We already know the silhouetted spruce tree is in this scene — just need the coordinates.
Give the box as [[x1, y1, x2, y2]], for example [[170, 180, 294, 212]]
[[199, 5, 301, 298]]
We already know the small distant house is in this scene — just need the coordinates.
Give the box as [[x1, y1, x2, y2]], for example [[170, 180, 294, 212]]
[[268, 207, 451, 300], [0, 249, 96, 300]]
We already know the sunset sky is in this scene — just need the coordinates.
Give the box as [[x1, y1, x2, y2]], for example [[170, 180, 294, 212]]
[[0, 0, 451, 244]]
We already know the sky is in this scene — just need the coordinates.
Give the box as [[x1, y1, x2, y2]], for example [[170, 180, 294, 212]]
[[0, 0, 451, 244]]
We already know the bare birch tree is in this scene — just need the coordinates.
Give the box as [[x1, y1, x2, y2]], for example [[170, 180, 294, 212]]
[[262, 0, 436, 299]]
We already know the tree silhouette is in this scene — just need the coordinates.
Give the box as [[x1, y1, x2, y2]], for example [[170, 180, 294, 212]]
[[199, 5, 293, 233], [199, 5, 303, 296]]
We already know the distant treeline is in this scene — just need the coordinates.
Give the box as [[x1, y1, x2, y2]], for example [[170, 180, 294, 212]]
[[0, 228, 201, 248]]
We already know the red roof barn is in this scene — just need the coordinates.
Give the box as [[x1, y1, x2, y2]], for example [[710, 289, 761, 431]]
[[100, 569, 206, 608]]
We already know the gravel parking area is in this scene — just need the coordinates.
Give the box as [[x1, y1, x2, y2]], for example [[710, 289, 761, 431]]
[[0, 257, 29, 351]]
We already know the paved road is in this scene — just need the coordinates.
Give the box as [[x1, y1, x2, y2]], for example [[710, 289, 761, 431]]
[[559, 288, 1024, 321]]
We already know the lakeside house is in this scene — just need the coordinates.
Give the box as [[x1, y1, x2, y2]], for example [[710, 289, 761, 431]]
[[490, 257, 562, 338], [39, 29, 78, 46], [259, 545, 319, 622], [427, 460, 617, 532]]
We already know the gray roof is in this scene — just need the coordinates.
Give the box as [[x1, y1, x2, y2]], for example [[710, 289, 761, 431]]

········

**Your task:** Please reproduce the lines of the listing above verbatim, starting at the line that contains "We already know the gravel" and continuing through the last line of the listing.

**Completed task:**
We already know the gravel parking area is in this scene — just need the coordinates.
Give the box as [[x1, y1, x2, y2]], for example [[710, 289, 761, 431]]
[[0, 257, 29, 351]]
We already know the paved road is in this scene — just need the coordinates.
Give the box as [[x1, y1, x2, y2]], for example [[710, 289, 761, 431]]
[[559, 288, 1024, 321]]
We already know the lakeside house is in this scene — just need the coordinates.
Give the box as [[x1, y1, x2, y2]], for example [[710, 289, 761, 431]]
[[490, 257, 562, 338], [39, 29, 78, 46], [259, 545, 319, 622], [427, 460, 617, 532]]
We already know the gray roof is in this scene — just need the coordinates.
Give the box as [[x1, y1, x2, y2]], for example [[710, 289, 761, 431]]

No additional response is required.